#### [About this exercise]
From the records below, set down exactly the lines starting with the line that contains "Output form: <point>354,374</point>" and going on through the line that contains "Output form: <point>637,273</point>". Nothing else is wanted.

#### [Data supplied]
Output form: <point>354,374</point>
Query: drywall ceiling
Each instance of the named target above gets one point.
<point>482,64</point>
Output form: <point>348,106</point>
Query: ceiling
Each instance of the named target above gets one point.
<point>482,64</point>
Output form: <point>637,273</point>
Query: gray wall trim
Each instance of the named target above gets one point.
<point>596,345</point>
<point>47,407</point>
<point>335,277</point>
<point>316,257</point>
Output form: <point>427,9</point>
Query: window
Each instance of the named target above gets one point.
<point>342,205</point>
==
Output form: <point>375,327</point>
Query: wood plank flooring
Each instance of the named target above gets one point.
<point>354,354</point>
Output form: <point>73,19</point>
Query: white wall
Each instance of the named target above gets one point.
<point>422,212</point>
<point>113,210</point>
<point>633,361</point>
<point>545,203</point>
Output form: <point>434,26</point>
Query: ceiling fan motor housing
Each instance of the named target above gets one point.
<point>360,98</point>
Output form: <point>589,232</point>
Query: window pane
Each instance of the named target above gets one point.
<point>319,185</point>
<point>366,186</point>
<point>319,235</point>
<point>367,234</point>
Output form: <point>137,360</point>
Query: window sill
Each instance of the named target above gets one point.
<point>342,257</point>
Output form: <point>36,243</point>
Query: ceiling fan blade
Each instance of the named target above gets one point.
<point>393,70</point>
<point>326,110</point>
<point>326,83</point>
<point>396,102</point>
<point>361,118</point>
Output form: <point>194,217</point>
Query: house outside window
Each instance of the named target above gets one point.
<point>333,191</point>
--
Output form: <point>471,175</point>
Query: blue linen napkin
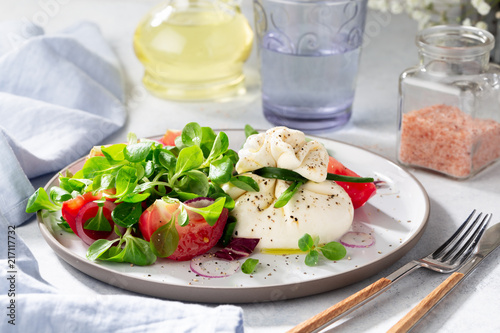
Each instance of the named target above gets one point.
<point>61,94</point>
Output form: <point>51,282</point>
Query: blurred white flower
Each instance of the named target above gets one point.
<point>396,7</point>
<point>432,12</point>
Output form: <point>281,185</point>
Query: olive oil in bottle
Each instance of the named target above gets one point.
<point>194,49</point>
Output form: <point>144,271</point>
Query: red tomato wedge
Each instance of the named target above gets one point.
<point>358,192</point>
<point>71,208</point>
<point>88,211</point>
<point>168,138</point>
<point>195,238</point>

#### [Answer area]
Output form: <point>354,374</point>
Query: drywall ceiling
Each instance of the named target above gets one point.
<point>482,64</point>
Output form: <point>348,106</point>
Query: ceiling
Each instance of the named target above gets one point.
<point>482,64</point>
Output form: <point>637,273</point>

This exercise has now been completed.